*Testo fornito*:
§ §

Un progetto per i “cespugli” del centro sinistra

Tutti insieme, anche forzatamente, contro i pericoli del centro destra, è il collante ricorrente degli schieramenti alternativi politicamente deboli.

I laburisti in Inghilterra come i socialisti in Spagna dimostrano che le elezioni si possono vincere anche senza mettere in campo delle “macchine da guerra”.

Da anni il centro sinistra italiano, non è più una coalizione con obiettivi di governo pienamente condivisi, ma una sommatoria di partiti grandi e piccoli, pregiudizialmente contro lo schieramento avversario.

La formazione dei campi larghi, sull'esempio del nuovo Fronte Popolare francese, più che esaltare dovrebbe indurre a qualche seria riflessione, per le difficoltà conseguenti nella formazione e attuazione dei programmi di governo.  

Ciò premesso, sarebbe ben più lungimirante preparare i prossimi confronti elettorali, rivedendo alcune impostazioni e parole d'ordine, riqualificando meglio contenuti ed altresì, i rapporti tra le forze politiche della coalizione.

In generale vanno rimarcati principi fondanti della Costituzione quali fra tutti: la libertà e la giustizia sociale, la laicità dello stato, la democrazia  rappresentativa, declinato a tutti i livelli possibili, compreso quello municipalistico.

Prioritari ritengo siano l'impegno per l'approvazione di una nuova legge elettorale, che sostituisca quella vigente, grandemente limitante ed irrispettosa della volontà degli elettori, nonché un progetto politico che razionalizzi l'apporto e la rappresentatività delle forze minori.

A questo ultimo proposito, tra le componenti socialiste, liberal democratiche, repubblicane, radicali e ambientaliste, ( i cosiddetti cespugli ) singolarmente  ininfluenti negli indirizzi delle alleanze, non è più rinviabile l'avvio di un percorso unitario che miri alla legittima rivendicazione della pari dignità politica, nella alleanza, tra tutti  soggetti aderenti.

Perché le specificità esistenti non perdano la loro visibilità, a nessuno deve essere chiesto di annullare le rispettive identità, ma di riscoprile e valorizzarle più utilmente in un disegno unitario.

Personalmente confido molto nell'impegno di tutti i socialisti, ancora oggi punti di riferimento per una potenziale vasta area elettorale, disorientata da tante divisioni e scelte ondivaghe.

Insistere sulle ragioni ed sui torti della diaspora, creatasi con la dissoluzione dello storico PSI, non desta l'interesse nemmeno dei militanti più nostalgici.

§ §

*Dati archiviati*:
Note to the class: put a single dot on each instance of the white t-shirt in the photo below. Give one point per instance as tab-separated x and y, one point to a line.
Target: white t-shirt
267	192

§ §

*Da fare*:
[A] Per ciascuna affermazione indica se concorda con il testo sui cespugli del centro sinistra. Rispondi sì o no e cita le parole esatte del testo che lo stabiliscono. (i) La legge elettorale vigente rispetta la volontà degli elettori. (ii) Alle componenti minori si chiede di annullare le proprie identità. (iii) La laicità dello stato è tra i principi fondanti della Costituzione da rimarcare.
[B] Trasforma in un elenco puntato il paragrafo del testo sui cespugli del centro sinistra che comincia con «Prioritari ritengo siano» e conserva i fatti principali.
[C] Prosegui il testo sui cespugli del centro sinistra a partire dalla sua ultima frase.
Le righe archiviate non servono per svolgere il lavoro.

*Compiti svolti*:
[A]
(i) No: «grandemente limitante ed irrispettosa della volontà degli elettori».
(ii) No: «a nessuno deve essere chiesto di annullare le rispettive identità».
(iii) Sì: «la laicità dello stato».

[B]
Priorità indicate:
- approvare una nuova legge elettorale che sostituisca quella vigente, ritenuta molto limitante e irrispettosa della volontà degli elettori;
- avviare un progetto politico che razionalizzi l'apporto e la rappresentatività delle forze minori.

[C]
Ben più adeguato sarebbe, far seguito alle numerose celebrazioni svoltesi in tutta Italia, in ricordo del centenario della uccisione di Giacomo Matteotti, il lancio di una campagna politico programmatica che stimoli le attenzioni di quanti non vanno più a votare e soprattutto delle nuove generazioni, ove con la riproposizione degli ideali e dei principi del socialismo italiano, siano dettagliate le proposte sostenute per fronteggiare le emergenze sociali ed ambientali del nostro Paese.

L'auspicio è che anche nella provincia di Cremona, ove il frazionamento delle istanze riformatrici penalizza l'influenza sulle scelte locali, maturino delle disponibilità al confronto sul percorso delineato.

È stato e sarà duro...

… il percorso di armonizzazione e convergenza così generosamente e lucidamente delineato da Venturelli, che in questi trent'anni è stato uno dei più autorevoli e costanti riferimenti dei veterans socialisti che non si sono omologati al “verso del legno” dei nuovi contesti e delle correlate lusinghe. Ma che hanno sempre trovato, a dispetto delle asperità, le ragioni e le modalità per professare il loro convincimento nella fondatezza e nell'attualità del riferimento del pensiero socialista. Una testimonianza che avrebbe dissuasi i cuori indomiti. Che si espressa in un ventaglio spesso fortemente caratterizzato e non esattamente coeso nel format.

La testimonianza socialista è andata avanti, nel nostro territorio, grazie alla messa in campo di un associazionismo correlato prevalentemente alle ragioni dell'approfondimento delle ragioni storiche, culturali e politiche e, sarebbe ingeneroso ometterlo, della continuità di testimonianza nel volontariato sociale e nella vita istituzionale del territorio.

A prescindere e a dispetto delle “mostrine” identificative dell'appartenenza a “fratelli maggiori”. Non sempre è stata una passeggiata. Come dimostra la costante azione infiltrante, percepita e favorita nelle mire dei malintenzionati dal timbro universalistico dell'aggregato della testimonianza socialista, che aveva come sbocco un'OPA ostile, con cui incamerare tutti i segmenti impegnati ad approfondire e divulgare l'attualizzazione del pensiero della sinistra riformista. Allo scopo di cannibalizzarne la potenzialità accreditata dalla modalità di testimonianza avulsa da qualsiasi irreggimentazione e omologarla a format di continuità discendenti da autodefinizioni, nome e simbolo.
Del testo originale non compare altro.